- **What you should do**:
For the entries below, the expected answer is the line with "task | one point per instance, each pair like [344, 25]", the line with "task | one point per instance, each pair like [367, 506]", and every line between them, exactly as written, and nothing more.

─── Data to use

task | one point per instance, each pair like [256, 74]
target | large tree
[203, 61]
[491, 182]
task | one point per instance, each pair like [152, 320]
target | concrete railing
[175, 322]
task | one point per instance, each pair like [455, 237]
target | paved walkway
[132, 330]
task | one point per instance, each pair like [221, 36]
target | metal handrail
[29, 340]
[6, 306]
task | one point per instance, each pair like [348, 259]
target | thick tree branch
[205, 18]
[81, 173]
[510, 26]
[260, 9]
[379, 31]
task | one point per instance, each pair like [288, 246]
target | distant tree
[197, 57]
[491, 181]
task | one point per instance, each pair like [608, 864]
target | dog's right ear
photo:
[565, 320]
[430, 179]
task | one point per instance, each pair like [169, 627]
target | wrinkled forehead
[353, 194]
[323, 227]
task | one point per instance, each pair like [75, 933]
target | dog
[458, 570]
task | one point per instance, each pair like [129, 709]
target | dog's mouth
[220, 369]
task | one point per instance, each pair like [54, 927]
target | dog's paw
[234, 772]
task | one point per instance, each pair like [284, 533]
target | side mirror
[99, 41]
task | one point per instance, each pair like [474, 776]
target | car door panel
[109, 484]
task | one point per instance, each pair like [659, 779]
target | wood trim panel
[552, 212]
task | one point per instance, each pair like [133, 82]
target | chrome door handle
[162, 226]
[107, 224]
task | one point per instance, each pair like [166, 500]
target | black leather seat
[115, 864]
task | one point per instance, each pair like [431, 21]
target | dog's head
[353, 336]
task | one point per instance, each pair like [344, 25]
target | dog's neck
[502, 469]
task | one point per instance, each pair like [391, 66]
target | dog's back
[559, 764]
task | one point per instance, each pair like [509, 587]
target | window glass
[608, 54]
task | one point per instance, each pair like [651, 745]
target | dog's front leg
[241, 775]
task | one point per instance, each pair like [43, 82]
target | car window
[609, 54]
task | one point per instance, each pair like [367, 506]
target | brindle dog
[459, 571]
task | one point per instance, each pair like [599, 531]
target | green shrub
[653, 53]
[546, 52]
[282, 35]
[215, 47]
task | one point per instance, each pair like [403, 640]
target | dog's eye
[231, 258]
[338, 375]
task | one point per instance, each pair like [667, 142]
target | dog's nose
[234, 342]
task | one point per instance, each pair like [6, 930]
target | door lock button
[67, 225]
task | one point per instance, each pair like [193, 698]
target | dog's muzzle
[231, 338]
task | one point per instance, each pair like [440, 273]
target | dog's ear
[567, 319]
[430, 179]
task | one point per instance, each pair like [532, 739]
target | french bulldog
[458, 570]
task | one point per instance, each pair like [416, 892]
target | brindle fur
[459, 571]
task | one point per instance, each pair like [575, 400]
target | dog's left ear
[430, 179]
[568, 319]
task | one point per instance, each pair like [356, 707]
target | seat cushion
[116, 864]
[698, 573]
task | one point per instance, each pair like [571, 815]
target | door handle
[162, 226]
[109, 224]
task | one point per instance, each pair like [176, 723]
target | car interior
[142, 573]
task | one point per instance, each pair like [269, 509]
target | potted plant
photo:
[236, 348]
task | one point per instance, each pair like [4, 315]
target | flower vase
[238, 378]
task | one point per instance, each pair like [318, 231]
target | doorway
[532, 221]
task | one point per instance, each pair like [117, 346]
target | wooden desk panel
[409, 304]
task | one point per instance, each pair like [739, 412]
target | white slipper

──────

- **Written reply**:
task | one point per instance, each pair like [344, 25]
target | dog's neck
[502, 469]
task | one point per instance, each pair like [391, 66]
target | dog's back
[559, 764]
task | one point per instance, each pair like [509, 587]
target | window glass
[608, 54]
task | one point per instance, each pair like [651, 745]
target | dog's front leg
[241, 775]
task | one point per instance, each pair like [43, 82]
target | car window
[609, 54]
task | one point per instance, each pair like [367, 506]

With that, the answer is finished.